Assignment A
In the antidepressant article, rewrite the paragraph beginning "The ISMP noted that the drug" more briefly, keeping its main facts.
Assignment B
Carry the antidepressant article forward from its final sentence.
::: Supplied passage
A drug safety group is taking issue with a recent study on the overall effectiveness of antidepressants, indicating that it painted too rosy of a picture for a class of drugs that often do not work, and may carry serious and potentially life-threatening side effects.
On May 16, the Institute for Safe Medication Practices (ISMP) issued its latest QuarterWatch Report (PDF), highlighting concerns about the safety and effectiveness of antidepressants.
The report took aim at a recent study published in the medical journal in The Lancet, which found that most antidepressants are more effective than a placebo.
While the study indicated that not all depressants were equal, and determined that some appeared to be far less effective than others, the ISMP report suggests the study got a lot wrong, and resulted in too positive of an outlook.
As an example, the ISMP took a look at Trintellix (vortioxetine), a medication which fell about at the midpoint of effectiveness in The Lancet study.
Trintellix was put on the market in 2014, originally under the name Brintellix. However, Takeda had to change the drug’s name due to its similarity to Brilinta; a blood thinner.
The antidepressant drug is used to treat adult patients with major depressive disorders (MDD). It is part of a class of antidepressants called serotonin reuptake inhibitors (SSRIs), which are designed to re-balance chemical levels in the brain to decrease depression. The medication is manufactured by Takeda Pharmaceuticals
The ISMP noted that the drug has been linked to hundreds of adverse event reports of aggression and hostility, as well as suicidal thoughts, sexual desire disorders, and eating disorders; particularly excessive hunger and abnormally large food intake. Takeda told the ISMP that many of those reports may be linked to the patients’ depression and not the drug itself.
::::::
::: Data provided
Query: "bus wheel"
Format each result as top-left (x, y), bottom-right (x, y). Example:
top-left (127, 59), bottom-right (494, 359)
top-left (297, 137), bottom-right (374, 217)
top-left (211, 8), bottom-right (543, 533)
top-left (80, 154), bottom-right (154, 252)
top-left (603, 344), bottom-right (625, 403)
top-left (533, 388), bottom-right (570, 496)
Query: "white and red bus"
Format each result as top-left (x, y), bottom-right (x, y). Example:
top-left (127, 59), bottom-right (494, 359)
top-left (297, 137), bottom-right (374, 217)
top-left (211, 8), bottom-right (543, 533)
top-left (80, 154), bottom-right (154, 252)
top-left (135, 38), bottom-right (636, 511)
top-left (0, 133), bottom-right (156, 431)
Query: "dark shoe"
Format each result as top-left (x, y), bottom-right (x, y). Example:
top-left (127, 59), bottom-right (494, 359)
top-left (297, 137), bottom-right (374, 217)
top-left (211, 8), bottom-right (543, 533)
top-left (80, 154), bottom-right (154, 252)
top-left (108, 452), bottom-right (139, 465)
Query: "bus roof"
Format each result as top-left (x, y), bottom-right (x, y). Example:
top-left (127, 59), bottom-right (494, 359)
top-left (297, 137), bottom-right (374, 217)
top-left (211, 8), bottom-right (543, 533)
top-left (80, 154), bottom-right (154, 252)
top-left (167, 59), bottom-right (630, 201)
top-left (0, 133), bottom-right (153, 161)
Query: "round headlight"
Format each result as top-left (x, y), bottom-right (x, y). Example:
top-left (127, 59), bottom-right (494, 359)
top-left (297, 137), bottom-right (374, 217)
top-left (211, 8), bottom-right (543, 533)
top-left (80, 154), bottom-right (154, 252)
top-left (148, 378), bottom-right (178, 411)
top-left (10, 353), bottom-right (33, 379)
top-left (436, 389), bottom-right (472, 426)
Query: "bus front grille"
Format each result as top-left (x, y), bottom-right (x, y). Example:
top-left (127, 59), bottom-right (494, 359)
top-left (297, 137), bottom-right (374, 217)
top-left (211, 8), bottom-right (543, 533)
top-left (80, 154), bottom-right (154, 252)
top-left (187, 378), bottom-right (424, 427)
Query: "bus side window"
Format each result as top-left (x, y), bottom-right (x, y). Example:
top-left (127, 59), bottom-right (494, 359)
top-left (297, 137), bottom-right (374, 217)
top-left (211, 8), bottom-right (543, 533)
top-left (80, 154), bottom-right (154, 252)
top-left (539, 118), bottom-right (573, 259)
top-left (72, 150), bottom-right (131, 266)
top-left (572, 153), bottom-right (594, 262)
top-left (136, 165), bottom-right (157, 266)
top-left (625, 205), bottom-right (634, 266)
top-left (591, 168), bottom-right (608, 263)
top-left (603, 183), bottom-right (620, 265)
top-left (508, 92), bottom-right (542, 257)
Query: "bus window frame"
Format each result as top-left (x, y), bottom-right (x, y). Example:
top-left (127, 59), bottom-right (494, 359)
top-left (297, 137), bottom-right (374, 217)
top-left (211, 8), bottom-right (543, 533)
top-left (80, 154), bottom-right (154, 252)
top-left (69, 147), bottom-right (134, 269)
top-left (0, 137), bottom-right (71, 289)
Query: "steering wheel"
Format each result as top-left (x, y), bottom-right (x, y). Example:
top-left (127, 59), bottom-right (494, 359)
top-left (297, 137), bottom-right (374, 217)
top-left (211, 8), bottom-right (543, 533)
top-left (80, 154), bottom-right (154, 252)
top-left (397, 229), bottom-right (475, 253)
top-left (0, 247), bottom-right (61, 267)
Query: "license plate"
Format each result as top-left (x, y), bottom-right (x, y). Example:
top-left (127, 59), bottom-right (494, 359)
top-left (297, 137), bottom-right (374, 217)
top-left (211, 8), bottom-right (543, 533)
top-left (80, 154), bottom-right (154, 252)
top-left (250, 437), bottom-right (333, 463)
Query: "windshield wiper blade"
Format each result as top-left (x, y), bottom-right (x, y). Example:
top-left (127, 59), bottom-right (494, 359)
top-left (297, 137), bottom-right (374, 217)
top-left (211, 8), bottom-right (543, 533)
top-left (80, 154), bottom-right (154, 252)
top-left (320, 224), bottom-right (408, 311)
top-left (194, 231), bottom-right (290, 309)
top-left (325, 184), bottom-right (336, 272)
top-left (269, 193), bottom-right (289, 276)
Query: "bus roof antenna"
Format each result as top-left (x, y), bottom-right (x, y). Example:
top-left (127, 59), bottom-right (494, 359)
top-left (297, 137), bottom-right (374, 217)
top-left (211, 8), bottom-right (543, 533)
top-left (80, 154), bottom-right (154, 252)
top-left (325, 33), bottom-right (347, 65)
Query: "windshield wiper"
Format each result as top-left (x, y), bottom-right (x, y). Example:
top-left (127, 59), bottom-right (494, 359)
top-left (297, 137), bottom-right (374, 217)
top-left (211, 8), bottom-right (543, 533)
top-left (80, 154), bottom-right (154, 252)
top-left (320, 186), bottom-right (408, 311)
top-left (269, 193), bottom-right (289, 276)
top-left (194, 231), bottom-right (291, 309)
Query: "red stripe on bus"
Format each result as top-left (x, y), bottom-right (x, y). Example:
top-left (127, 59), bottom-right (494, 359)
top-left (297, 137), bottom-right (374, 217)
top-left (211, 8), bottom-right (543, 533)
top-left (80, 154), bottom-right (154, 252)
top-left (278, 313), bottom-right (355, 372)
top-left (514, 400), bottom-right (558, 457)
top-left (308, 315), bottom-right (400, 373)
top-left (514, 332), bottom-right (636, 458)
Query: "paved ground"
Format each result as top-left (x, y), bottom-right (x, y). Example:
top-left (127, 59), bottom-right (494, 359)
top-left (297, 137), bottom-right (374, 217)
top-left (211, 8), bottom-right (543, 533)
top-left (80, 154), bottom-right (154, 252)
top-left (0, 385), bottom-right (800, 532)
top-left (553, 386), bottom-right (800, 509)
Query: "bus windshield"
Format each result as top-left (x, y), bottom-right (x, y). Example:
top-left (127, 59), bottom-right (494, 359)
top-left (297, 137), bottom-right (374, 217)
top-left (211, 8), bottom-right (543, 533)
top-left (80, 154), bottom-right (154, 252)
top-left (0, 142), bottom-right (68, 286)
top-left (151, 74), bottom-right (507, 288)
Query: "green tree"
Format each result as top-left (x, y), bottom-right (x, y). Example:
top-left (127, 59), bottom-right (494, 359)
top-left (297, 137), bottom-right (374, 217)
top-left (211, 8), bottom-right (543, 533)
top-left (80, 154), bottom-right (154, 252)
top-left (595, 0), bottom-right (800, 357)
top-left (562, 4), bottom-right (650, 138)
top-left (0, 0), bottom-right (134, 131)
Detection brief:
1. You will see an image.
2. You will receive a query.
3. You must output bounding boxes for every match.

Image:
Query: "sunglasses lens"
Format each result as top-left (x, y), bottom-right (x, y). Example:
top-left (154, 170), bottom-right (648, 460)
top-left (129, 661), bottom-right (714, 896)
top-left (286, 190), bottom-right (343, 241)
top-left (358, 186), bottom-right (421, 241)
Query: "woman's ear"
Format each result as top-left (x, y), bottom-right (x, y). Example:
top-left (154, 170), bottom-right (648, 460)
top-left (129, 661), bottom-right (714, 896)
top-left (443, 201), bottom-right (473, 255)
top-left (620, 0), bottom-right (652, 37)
::::::
Final answer A
The ISMP noted that the drug has been tied to hundreds of adverse event reports of aggression and hostility, suicidal thoughts, sexual desire disorders, and eating disorders, especially excessive hunger and abnormally large food intake. Takeda told the ISMP that many of these reports may stem from the patients' depression rather than the drug.

Final answer B
However, the ISMP also looked at data from clinical trials before the drug was approved, indicating that the results of those trials also show that the drug has limited effectiveness on top of potential safety issues.
“While the FDA judged it an effective treatment, vortioxetine failed to demonstrate a benefit in 4/10 clinical trials and the trials did not document more benefit than a placebo in U.S. patient subgroups taking the recommended 10 mg daily starting dose in any trial,” the ISMP noted. “Treatment failure occurred in 19%-20% taking vortioxetine, who declined to complete the trial primarily because of adverse effects or lack of efficacy.”
The ISMP report also indicates that those results were the best the clinical trial could do, even though it was limited to patients with the most severe forms of depression, where the odds of the drug showing a strong benefit were highest.
Trintellix was cited as one example of problems throughout the antidepressant drug class, which ISMP indicates The Lancet study failed to encapsulate.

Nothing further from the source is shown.